- **EXTRAIT PRÉSENTÉ**
Les représentants des organisations de la société civile critiquent le fait que le droit à l’alimentation n’est mentionné dans aucune des cibles des ODD ; ils demandent une meilleure prise en compte des approches fondées sur les droits.
Photo: J. Boethling

Sécurité alimentaire et nutritionnelle dans les ODD – où allons-nous ?

L’exigence d’élimination de l’extrême pauvreté et de la faim a été au cœur des objectifs du Millénaire pour le développement ; le premier OMD correspond au lien étroit qui existe entre la pauvreté et la capacité des pauvres à avoir accès à une alimentation sûre, nutritive et suffisante. Comment l’objectif de sécurité alimentaire et nutritionnelle va-t-il être intégré dans les ODD ? Ceux-ci vont-ils constituer une étape supplémentaire vers la réalisation de cet objectif ?

- **CONSIGNES DE L'EXERCICE**
- 1) D'après l'extrait présenté, que reprochent les représentants des organisations de la société civile aux cibles des ODD ?
- 2) Relevez dans l'extrait présenté tous les adjectifs qui caractérisent l'alimentation à laquelle les pauvres doivent pouvoir accéder.

- **ENTRÉES FOURNIES**
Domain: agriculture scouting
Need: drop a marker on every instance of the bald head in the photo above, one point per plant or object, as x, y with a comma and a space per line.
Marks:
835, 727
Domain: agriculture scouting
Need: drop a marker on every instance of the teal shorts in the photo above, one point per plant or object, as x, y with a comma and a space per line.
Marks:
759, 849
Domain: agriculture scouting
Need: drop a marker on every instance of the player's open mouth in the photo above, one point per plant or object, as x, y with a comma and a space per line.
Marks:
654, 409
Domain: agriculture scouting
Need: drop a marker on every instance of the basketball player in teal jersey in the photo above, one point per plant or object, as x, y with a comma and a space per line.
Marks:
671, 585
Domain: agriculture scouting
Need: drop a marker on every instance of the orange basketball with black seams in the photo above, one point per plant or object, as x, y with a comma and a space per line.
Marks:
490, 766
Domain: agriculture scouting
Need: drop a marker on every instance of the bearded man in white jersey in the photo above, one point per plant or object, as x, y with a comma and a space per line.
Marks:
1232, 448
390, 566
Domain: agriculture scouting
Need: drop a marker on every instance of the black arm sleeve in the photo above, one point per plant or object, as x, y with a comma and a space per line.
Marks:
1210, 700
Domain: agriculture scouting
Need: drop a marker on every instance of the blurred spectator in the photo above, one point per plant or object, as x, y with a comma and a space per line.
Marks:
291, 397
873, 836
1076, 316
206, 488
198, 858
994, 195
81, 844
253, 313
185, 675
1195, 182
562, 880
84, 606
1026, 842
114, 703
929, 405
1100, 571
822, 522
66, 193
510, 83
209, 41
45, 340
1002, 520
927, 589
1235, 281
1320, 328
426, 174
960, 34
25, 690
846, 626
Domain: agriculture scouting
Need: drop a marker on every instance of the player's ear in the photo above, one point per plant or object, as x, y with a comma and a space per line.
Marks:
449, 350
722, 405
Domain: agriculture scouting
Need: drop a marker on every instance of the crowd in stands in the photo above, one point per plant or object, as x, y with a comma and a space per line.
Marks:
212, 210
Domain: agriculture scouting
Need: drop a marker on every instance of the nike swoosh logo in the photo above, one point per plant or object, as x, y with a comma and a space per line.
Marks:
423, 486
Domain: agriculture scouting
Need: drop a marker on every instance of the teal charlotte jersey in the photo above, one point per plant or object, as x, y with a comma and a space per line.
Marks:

- **CORRIGÉ DE L'EXERCICE**
- 1) Le droit à l'alimentation n'est mentionné dans aucune des cibles des ODD.

- 2) sûre ; nutritive ; suffisante